# EXCERPTED PASSAGE
•••

The dwarf star Trappist-1 is 39 light years from us – a stone’s throw by cosmic standards.
It’s orbited by seven newly discovered Earth-sized planets. Even the outermost of these is six times closer to its sun than Mercury, the closest planet to our own. Were these planets as close to our sun as they are to Trappist-1, they would all have been swallowed up long ago.
Their orbits are so tight that the time they take to do a circuit of their sun varies from 1.5 days to 20 days. Those are some seriously short years compared to ours!
Even Mercury takes 88 days to complete her orbit – the quickest in our system.
Their speedy orbits imply that most, if not all, probably don’t rotate on their axes. One side would permanently face their sun. This phenomenon is known as “tidally locked.”
Trappist-1 is an ultra-cool dwarf star only a little bit larger than Jupiter, and is 2000 times less bright than our sun. This explains how temperate life would be possible on one or more of its seven planets, despite them being so close to their star.
The star system is named for the Trappist robotic telescope in the Atacama Desert of Chile which first detected them.

•••

# DATA LISTING
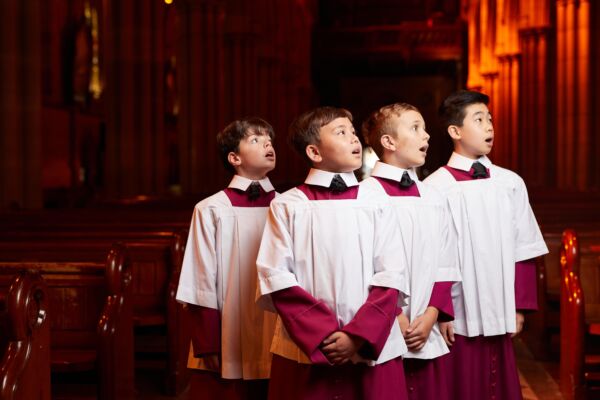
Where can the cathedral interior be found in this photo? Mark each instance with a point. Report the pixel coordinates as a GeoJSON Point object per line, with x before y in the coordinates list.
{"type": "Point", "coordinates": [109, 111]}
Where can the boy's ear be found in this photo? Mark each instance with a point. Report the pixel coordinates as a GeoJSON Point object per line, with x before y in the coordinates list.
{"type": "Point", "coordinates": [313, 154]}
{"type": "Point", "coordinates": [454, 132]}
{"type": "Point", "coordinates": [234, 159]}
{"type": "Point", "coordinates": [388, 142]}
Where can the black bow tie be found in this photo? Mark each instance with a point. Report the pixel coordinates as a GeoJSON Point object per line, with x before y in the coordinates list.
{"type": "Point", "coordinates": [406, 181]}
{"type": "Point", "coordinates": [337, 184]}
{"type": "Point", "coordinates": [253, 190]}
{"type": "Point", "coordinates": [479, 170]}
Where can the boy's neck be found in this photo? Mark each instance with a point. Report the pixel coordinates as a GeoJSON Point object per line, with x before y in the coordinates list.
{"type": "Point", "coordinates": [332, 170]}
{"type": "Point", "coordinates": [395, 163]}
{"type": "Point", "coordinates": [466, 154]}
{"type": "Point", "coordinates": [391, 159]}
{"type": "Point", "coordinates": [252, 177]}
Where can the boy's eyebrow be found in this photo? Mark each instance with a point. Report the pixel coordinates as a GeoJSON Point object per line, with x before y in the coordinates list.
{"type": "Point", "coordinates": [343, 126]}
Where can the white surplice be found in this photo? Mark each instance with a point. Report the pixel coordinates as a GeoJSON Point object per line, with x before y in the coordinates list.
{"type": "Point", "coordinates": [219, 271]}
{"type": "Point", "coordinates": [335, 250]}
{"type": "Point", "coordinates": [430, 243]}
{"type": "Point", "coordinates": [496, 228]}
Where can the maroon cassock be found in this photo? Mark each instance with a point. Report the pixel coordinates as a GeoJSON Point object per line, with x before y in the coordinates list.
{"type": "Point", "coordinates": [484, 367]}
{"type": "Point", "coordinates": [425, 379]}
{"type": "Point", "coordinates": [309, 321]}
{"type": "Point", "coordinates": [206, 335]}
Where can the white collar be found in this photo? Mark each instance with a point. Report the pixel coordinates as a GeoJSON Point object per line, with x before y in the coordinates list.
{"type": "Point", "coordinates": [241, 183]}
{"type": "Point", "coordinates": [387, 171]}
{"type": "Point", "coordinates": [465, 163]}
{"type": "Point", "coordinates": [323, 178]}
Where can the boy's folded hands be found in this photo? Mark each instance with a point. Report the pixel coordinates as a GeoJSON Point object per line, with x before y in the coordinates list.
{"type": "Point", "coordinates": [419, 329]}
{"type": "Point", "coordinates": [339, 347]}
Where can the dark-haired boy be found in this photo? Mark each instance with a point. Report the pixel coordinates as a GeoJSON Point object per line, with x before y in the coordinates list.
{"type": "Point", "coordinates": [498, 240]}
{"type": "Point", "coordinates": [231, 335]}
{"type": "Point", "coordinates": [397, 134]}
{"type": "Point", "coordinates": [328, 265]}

•••

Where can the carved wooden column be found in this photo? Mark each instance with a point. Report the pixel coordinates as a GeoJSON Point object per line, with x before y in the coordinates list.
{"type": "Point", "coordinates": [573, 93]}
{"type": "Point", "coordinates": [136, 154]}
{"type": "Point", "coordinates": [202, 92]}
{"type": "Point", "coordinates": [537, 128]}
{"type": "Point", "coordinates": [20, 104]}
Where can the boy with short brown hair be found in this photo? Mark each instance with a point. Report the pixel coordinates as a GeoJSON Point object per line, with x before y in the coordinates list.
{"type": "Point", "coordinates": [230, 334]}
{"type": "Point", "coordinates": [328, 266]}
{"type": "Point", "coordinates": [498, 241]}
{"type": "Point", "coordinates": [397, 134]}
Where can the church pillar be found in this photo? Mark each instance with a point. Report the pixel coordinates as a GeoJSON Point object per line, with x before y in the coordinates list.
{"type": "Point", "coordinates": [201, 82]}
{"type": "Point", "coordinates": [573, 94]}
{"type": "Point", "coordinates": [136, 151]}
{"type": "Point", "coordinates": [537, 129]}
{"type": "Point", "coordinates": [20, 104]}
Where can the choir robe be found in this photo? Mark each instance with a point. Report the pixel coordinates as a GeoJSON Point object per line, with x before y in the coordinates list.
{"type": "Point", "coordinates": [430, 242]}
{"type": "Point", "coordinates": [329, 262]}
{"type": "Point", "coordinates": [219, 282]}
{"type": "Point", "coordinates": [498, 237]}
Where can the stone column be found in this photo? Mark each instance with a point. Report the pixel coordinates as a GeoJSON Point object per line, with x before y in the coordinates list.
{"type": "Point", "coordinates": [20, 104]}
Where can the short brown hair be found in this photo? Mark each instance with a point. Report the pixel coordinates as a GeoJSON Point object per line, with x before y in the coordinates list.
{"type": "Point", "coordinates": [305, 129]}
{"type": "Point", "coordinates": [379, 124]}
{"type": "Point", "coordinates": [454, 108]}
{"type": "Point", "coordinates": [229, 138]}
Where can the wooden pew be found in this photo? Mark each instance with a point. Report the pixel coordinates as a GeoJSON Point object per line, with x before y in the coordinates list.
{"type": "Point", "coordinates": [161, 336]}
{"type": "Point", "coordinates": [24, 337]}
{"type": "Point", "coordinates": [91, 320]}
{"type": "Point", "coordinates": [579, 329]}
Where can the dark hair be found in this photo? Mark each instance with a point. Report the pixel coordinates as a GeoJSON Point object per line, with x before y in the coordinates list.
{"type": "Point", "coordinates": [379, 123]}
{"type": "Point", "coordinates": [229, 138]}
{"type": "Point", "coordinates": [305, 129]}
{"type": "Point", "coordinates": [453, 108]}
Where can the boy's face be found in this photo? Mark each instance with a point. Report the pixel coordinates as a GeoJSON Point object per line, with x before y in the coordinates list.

•••

# PROBLEMS AND TASKS
a) In the Trappist-1 passage, condense the paragraph that begins "Trappist-1 is an ultra-cool dwarf star" into a short bulleted list that keeps its main facts.
b) Using the Trappist-1 passage, answer each question briefly:
(i) How far from us is Trappist-1?
(ii) How many days does Mercury take to complete its orbit?
(iii) Where is the telescope that the star system is named for?

# TASK RESPONSES
a)
- Trappist-1 is an ultra-cool dwarf star, only a little larger than Jupiter.
- It is 2000 times less bright than our sun.
- This is why temperate life could be possible on one or more of its seven planets, even though they are so close to it.

b)
(i) 39 light years.
(ii) 88 days.
(iii) In the Atacama Desert of Chile.